_Written exercise 1_:
Using the inequality question below, answer yes or no to whether each statement agrees with it, and quote the deciding words of the text for each: (a) the lower bound was reached through formal proof, (b) the writer minimized f with θ fixed at π/2, (c) Γ is described as large compared with 2π.
_Written exercise 2_:
List every Greek letter that appears in the inequality question below.

──────── Document segment

Suppose that I have the following constraints on $r$ and $\theta$;

  • $0 \leq \theta \leq \tfrac{\pi}{2}$

  • $2\pi N + \Gamma \leq r \leq 2 \pi (N+1) - \Gamma$ for some $N \in \mathbb{Z}^{+}$ and some tiny $0 < \Gamma \ll 2\pi$

By playing around with mathematica, I have come up with what I believe to be a valid lower bound: $$ f(r,\theta) \geq 4 \sin^{2}\left( \tfrac{\Gamma}{2} \right) $$

I've done this mostly as a guess; I noticed I should get $f(r,\theta)=0$ only when $(r,\theta) = (2\pi n, \tfrac{\pi}{2})$. I then essentially minimized the function $f(r,\tfrac{\pi}{2}) = 4 \sin^{2}(\tfrac{r}{2})$ for $r$ as bounded above.

I have two questions:

  1. Is this inequality actually true?

  2. Is there a more analytic/mathematically precise way of showing this inequality is true?

Thanks in advance.

────────────────
──────── Data entries

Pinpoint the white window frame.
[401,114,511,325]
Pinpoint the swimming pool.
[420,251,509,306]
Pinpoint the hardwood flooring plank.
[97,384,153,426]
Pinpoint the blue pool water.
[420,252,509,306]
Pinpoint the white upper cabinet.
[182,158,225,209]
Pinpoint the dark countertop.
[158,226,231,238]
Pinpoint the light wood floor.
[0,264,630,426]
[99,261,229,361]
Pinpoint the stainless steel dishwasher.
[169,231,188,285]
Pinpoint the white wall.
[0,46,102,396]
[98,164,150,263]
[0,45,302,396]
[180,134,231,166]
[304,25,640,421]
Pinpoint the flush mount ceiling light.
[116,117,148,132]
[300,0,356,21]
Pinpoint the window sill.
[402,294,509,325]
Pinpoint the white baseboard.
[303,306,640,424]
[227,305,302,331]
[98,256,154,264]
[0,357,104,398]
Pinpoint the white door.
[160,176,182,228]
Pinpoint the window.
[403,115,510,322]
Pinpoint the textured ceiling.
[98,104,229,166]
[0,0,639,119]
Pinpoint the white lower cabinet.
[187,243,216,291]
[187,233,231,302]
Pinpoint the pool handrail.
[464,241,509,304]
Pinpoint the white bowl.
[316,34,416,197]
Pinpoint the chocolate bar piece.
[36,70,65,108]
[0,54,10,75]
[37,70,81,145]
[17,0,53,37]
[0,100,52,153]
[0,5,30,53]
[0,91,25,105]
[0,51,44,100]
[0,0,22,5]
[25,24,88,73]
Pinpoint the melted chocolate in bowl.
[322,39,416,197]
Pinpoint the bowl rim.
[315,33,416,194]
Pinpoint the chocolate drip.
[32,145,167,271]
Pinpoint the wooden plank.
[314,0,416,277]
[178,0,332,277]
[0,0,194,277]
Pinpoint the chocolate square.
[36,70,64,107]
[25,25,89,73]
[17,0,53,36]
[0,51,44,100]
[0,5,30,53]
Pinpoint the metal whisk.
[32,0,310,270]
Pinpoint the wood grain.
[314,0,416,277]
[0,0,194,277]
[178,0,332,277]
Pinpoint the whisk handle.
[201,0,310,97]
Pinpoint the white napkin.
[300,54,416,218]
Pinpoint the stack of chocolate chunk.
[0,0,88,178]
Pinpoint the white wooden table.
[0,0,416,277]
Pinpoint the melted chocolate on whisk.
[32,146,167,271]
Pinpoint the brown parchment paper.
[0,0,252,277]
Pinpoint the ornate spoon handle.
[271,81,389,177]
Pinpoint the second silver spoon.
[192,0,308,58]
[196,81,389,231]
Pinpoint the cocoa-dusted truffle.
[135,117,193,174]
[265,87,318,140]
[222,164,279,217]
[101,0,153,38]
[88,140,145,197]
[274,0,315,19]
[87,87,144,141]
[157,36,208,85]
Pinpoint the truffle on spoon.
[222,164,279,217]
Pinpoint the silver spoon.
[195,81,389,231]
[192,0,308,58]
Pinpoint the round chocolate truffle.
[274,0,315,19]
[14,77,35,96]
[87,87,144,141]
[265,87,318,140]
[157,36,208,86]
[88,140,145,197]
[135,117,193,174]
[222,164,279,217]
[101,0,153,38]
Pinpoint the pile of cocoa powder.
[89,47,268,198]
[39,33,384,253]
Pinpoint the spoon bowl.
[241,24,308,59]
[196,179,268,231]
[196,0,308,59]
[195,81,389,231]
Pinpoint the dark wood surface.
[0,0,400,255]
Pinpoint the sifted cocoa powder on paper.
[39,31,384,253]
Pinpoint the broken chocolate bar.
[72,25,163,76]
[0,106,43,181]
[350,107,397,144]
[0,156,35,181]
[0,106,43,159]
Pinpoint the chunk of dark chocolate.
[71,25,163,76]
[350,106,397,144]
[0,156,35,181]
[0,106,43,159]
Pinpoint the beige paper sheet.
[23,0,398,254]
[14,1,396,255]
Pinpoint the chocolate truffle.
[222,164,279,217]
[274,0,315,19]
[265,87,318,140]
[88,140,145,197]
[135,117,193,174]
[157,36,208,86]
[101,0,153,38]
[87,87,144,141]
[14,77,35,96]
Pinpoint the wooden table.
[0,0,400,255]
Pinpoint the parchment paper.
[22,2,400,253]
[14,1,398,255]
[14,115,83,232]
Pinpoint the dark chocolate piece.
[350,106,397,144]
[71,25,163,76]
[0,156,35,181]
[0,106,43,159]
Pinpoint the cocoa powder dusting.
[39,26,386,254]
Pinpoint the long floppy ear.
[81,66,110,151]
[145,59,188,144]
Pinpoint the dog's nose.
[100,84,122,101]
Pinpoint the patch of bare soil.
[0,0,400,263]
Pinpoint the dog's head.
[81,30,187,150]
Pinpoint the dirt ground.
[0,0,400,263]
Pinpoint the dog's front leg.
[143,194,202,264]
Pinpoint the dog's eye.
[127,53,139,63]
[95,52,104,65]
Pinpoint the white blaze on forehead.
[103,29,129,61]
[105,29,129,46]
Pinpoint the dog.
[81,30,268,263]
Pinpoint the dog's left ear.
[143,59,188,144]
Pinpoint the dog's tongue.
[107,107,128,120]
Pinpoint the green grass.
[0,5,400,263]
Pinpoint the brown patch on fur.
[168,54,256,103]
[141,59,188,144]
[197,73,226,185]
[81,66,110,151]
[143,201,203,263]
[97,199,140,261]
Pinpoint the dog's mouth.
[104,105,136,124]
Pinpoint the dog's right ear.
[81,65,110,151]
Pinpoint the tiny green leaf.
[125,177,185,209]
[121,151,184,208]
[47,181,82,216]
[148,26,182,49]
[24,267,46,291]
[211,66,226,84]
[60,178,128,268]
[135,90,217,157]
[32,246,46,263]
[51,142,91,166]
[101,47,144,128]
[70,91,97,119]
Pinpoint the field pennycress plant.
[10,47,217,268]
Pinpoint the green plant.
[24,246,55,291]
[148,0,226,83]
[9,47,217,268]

────────────────

_Full response 1_:
(a) No: "I've done this mostly as a guess"
(b) Yes: "I then essentially minimized the function $f(r,\tfrac{\pi}{2}) = 4 \sin^{2}(\tfrac{r}{2})$"
(c) No: "some tiny $0 < \Gamma \ll 2\pi$"

_Full response 2_:
θ, π, Γ